▶ **TRY IT**
Restate the records in full, so that each line matches the original exactly.

● ● ● ● ● ● ●

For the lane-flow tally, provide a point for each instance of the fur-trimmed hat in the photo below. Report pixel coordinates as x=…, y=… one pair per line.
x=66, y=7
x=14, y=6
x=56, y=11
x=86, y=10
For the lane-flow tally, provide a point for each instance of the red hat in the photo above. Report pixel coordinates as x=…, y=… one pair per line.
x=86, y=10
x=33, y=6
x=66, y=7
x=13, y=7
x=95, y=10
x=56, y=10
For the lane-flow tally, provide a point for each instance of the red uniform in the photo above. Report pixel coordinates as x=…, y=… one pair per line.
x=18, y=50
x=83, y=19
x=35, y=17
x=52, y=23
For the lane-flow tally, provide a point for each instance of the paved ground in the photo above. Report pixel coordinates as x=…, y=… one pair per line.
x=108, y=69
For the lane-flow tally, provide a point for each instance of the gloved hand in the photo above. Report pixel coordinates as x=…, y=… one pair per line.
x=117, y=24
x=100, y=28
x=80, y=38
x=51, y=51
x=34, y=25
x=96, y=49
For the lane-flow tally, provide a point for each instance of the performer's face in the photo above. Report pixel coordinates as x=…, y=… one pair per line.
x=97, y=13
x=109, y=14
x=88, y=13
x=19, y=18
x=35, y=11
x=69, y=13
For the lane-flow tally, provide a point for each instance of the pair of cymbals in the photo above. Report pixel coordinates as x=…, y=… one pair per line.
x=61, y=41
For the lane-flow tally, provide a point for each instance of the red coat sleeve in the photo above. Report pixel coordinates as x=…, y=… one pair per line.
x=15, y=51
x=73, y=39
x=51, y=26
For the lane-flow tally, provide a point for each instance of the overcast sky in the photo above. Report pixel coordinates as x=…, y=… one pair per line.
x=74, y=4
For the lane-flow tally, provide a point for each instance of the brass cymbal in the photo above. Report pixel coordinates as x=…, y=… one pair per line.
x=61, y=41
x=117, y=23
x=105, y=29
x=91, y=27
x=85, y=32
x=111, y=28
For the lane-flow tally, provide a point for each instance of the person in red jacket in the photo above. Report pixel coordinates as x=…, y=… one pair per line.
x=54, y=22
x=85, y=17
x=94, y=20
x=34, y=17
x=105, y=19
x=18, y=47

● ● ● ● ● ● ●

▶ **OUTPUT OF THE TASK**
For the lane-flow tally, provide a point for each instance of the fur-trimmed hat in the photo below. Report pixel coordinates as x=…, y=… one pair per line.
x=66, y=7
x=14, y=6
x=56, y=11
x=86, y=10
For the lane-flow tally, provide a point for each instance of the red hat in the photo above. Report pixel coordinates as x=…, y=… one pair per line.
x=86, y=10
x=33, y=6
x=66, y=7
x=13, y=7
x=95, y=10
x=56, y=10
For the lane-flow tally, provide a point for each instance of the red uniform in the photo above. Report pixel coordinates as x=…, y=… one pair per line.
x=18, y=50
x=83, y=19
x=35, y=17
x=52, y=23
For the lane-flow tally, provide a point for each instance of the paved ground in the photo above. Report pixel coordinates as x=…, y=… one pair per line.
x=108, y=69
For the lane-flow tally, provide a point for each instance of the gloved hand in the photo above. Report pixel coordinates as x=…, y=… one pair per line.
x=117, y=24
x=100, y=28
x=80, y=38
x=51, y=51
x=34, y=25
x=96, y=49
For the lane-flow tally, provide a point for each instance of the performer's face in the photo above. Report pixel coordinates as x=…, y=… one pair per line.
x=97, y=13
x=109, y=14
x=88, y=13
x=19, y=18
x=35, y=11
x=69, y=13
For the lane-flow tally, provide a point for each instance of the pair of cymbals in the photo above. Report pixel coordinates as x=…, y=… one pair per line.
x=61, y=41
For the lane-flow tally, provide a point for each instance of the red coat sleeve in the photo above. Report pixel coordinates as x=…, y=… one pair per line.
x=15, y=51
x=73, y=39
x=51, y=26
For the lane-flow tally, provide a point for each instance of the overcast sky in the photo above. Report pixel coordinates as x=…, y=… one pair per line.
x=74, y=4
For the lane-flow tally, provide a point for each instance of the brass cymbal in the photo above. Report pixel coordinates as x=…, y=… one pair per line.
x=61, y=41
x=117, y=23
x=105, y=29
x=91, y=27
x=85, y=32
x=111, y=28
For the lane-flow tally, provide a point for each instance of the person in red jacket in the photo above. Report pixel coordinates as x=…, y=… one pair per line.
x=54, y=22
x=85, y=17
x=94, y=20
x=34, y=17
x=105, y=19
x=18, y=47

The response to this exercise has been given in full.